Further, a board 72 is attached to the movable member 70, and a flat cable 87 is connected at its one end with the board 72 (refer to FIGS. 2 and 5). The flat cable 87 passes through the cable escape portion 86 of the gondola 71 and extends into the main casing 10. The flat cable 87 is disposed in the main casing 10 and extends therein for a length long enough to be capable of following a motion of the movable member 70, and is drawn out to the outside through the cable insertion hole 24 of the main casing 10 (refer to FIGS. 1 and 3A).
As shown in FIG. 5, the upper guide bar 78 has a lower surface thereof formed with a magnetic pole surface 88 over substantially the entire longitudinal length of the upper guide bar 78. The magnetic pole surface 88 is multipole magnetized at equal intervals in the longitudinal direction. That is, the magnetic pole surface 88 is alternately magnetized into N and S poles. The lower surface of the magnetic pole surface 88, i.e., the lower surface of the upper guide bar 78 is formed into a flat surface. The hole 74 of the gondola 71 is formed into a circular shape corresponding to a circular cross section of the upper guide bar 78. The upper guide bar 78 is closely fitted into the hole 74 of the gondola 71, so that the gondola 71 may be restricted in position by the upper guide bar 78 in both the vertical and front-to-back directions. In other words, a moving path of the gondola 71 is restricted by the upper guide bar 78. As a result, a stable movement of the movable member 70 is ensured, and therefore, the accuracy in detecting the position of the movable member 70 is improved.

**DIRECTIVES**:
A - Does the guide-bar passage support each statement? Answer yes or no, and quote the words that decide it.
(i) One end of the flat cable 87 is connected to the board 72.
(ii) The magnetic pole surface 88 is formed on the upper surface of the upper guide bar 78.
(iii) The hole 74 of the gondola 71 is square.
B - Answer these questions from the guide-bar passage:
(i) Through what opening is the flat cable 87 drawn out of the main casing 10?
(ii) Which poles alternate on the magnetic pole surface 88?
(iii) In which two directions does the upper guide bar 78 restrict the position of the gondola 71?
C - Proceed with the guide-bar passage, starting after its final sentence.
The listing has no connection to the guide-bar passage.

**DATASET ROWS**:
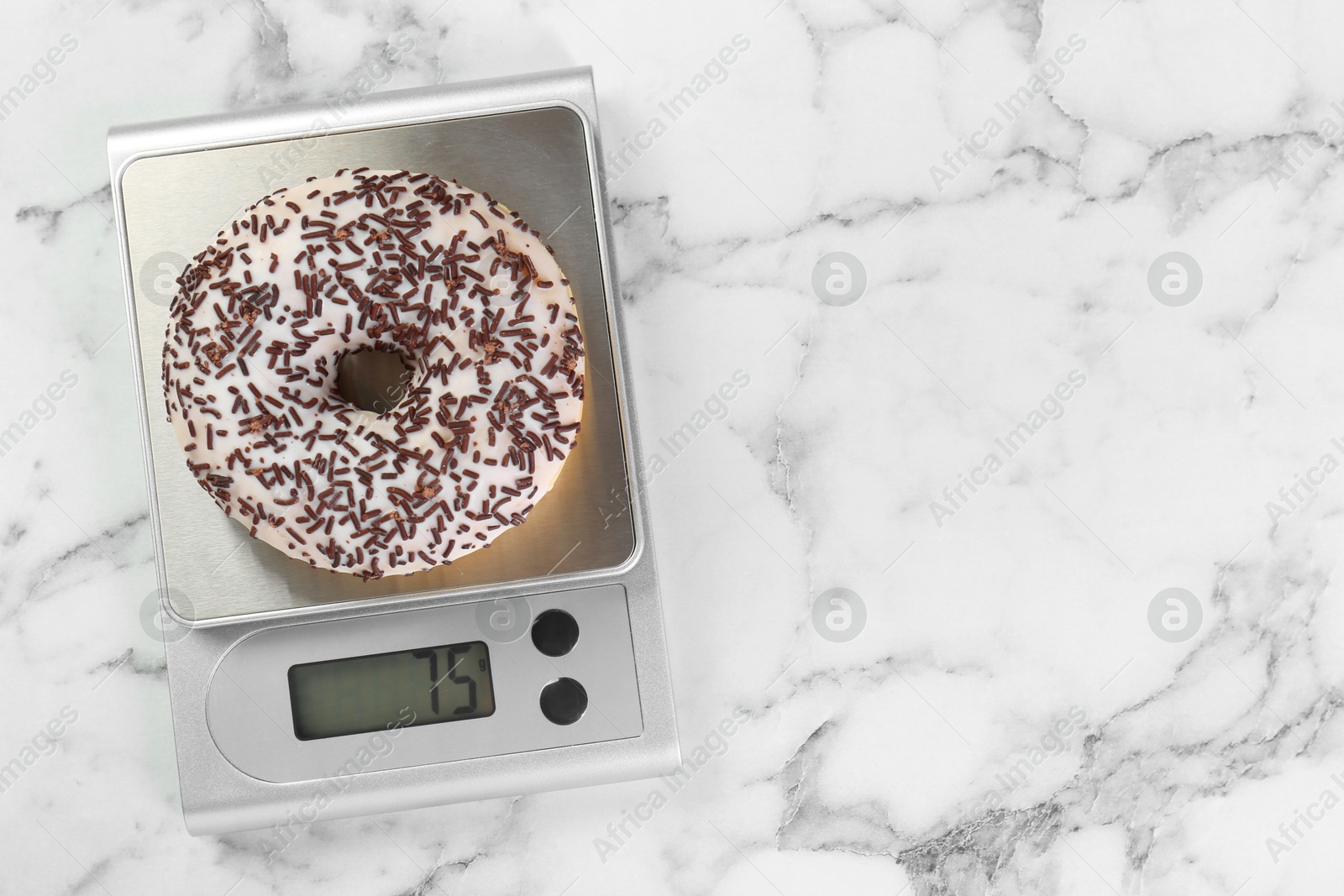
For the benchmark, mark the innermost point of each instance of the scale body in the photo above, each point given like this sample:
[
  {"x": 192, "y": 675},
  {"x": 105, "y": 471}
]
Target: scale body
[{"x": 252, "y": 626}]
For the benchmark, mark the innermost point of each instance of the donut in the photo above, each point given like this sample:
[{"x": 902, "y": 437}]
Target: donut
[{"x": 448, "y": 280}]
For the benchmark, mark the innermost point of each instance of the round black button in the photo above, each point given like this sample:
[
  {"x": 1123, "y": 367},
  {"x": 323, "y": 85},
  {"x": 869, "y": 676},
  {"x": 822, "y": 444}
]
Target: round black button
[
  {"x": 564, "y": 701},
  {"x": 555, "y": 633}
]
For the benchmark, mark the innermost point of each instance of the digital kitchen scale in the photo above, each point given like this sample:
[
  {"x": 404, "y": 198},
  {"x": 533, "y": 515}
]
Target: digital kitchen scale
[{"x": 534, "y": 665}]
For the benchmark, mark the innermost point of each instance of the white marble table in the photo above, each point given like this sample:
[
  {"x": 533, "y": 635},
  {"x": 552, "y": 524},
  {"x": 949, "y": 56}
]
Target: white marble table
[{"x": 1015, "y": 715}]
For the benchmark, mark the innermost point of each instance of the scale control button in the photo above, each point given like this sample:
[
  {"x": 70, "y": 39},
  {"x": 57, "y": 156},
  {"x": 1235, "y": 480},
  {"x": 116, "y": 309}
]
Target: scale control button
[
  {"x": 564, "y": 701},
  {"x": 555, "y": 633}
]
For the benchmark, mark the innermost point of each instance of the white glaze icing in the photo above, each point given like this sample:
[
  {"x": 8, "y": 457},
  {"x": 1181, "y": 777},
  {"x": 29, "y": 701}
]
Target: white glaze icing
[{"x": 375, "y": 261}]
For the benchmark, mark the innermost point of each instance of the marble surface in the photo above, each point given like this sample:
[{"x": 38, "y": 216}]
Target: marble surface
[{"x": 1023, "y": 710}]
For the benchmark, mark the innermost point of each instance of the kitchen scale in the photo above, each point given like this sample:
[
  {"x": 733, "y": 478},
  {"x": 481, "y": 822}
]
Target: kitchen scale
[{"x": 538, "y": 664}]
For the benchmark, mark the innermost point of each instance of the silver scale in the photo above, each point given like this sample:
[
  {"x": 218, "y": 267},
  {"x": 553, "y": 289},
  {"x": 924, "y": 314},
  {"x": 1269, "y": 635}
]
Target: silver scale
[{"x": 535, "y": 665}]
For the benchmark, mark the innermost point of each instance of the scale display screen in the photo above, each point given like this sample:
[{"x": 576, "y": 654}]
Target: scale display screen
[{"x": 382, "y": 691}]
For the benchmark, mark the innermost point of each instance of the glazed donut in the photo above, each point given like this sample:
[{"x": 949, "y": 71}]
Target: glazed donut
[{"x": 443, "y": 275}]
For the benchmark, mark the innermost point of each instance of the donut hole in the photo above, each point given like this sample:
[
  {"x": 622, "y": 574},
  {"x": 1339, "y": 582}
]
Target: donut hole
[{"x": 373, "y": 379}]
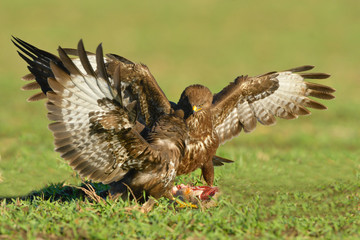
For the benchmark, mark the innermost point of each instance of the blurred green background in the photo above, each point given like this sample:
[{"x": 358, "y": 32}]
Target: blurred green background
[{"x": 184, "y": 42}]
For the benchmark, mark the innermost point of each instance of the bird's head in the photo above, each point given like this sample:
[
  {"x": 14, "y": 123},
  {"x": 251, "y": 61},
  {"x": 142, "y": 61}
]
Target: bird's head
[{"x": 195, "y": 99}]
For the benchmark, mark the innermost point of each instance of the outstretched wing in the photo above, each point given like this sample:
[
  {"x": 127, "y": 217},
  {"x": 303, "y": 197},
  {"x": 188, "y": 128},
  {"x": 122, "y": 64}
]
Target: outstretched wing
[
  {"x": 250, "y": 99},
  {"x": 137, "y": 83},
  {"x": 93, "y": 130}
]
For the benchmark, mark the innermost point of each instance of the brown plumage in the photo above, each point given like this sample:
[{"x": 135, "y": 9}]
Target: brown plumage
[{"x": 114, "y": 124}]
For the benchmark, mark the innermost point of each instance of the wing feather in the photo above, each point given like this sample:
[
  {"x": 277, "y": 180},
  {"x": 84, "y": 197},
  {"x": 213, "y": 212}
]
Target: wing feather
[
  {"x": 264, "y": 97},
  {"x": 93, "y": 130}
]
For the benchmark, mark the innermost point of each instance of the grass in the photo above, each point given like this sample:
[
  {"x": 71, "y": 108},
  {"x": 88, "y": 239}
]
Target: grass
[{"x": 298, "y": 179}]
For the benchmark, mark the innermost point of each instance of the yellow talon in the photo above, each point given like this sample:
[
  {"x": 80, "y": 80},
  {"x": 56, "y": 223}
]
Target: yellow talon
[{"x": 183, "y": 204}]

**TASK-BY-TASK OUTPUTS**:
A -
(i) Yes: "a flat cable 87 is connected at its one end with the board 72"
(ii) No: "the upper guide bar 78 has a lower surface thereof formed with a magnetic pole surface 88"
(iii) No: "The hole 74 of the gondola 71 is formed into a circular shape"

B -
(i) The cable insertion hole 24 of the main casing 10
(ii) N and S poles
(iii) The vertical and front-to-back directions

C -
In contrast, the hole 75 formed in the gondola 71 is slightly elongated. Thus, the lower guide bar 79 can absorb a fabrication error, and subsidiarily serves to restrict the moving position of the movable member 70. In particular, the lower guide bar 79 has a function of preventing a swing motion of the movable member 70 around the upper guide bar 78.
As shown in FIGS. 2, 3B, and 5, a magnetic sensor portion 73 (or an MR sensor) comprised, for example, of an IC that includes a Hall element is disposed in a front surface of the board 72. At a location immediately below the upper guide bar 78, the sensor portion 73 faces the magnetic pole surface 88 of the upper guide bar 78 with a narrow gap (spacing) therebetween.
When the sensor portion 73 is moved relative to the magnetic pole surface 88 of the upper guide bar 78 with movement of the movable member 70, the sensor portion 73 outputs a pulse signal each time a boundary between adjacent N and S poles of the magnetic pole portion passes through the sensor portion 73. Based on the number of pulse signals, an amount of movement of the movable member 70 can be detected. The magnetic poles of the magnetic pole surface 88 are arranged in two columns, for instance, and these magnetic pole columns are out of phase from each other by ½π in the longitudinal direction of the upper guide bar 78. With movement of the movable member 70, therefore, the sensor portion 73 outputs two pulse signal trains that are out of phase with each other. Based on whether the phase shift between the pulse signal trains occurs in the normal or reverse direction, the moving direction, to the right or left, of the movable member 70 is detected. Moreover, information on the position of the movable member 70 before being moved is always stored in a controller circuit, not shown. The current position of the movable member 70 is detected based on the information on the previous position of the movable member 70 as well as the detected amount and direction of movement of the movable member 70. Also at the time of manual operation, the operation of moving the movable member 70 is detected by the sensor portion 73.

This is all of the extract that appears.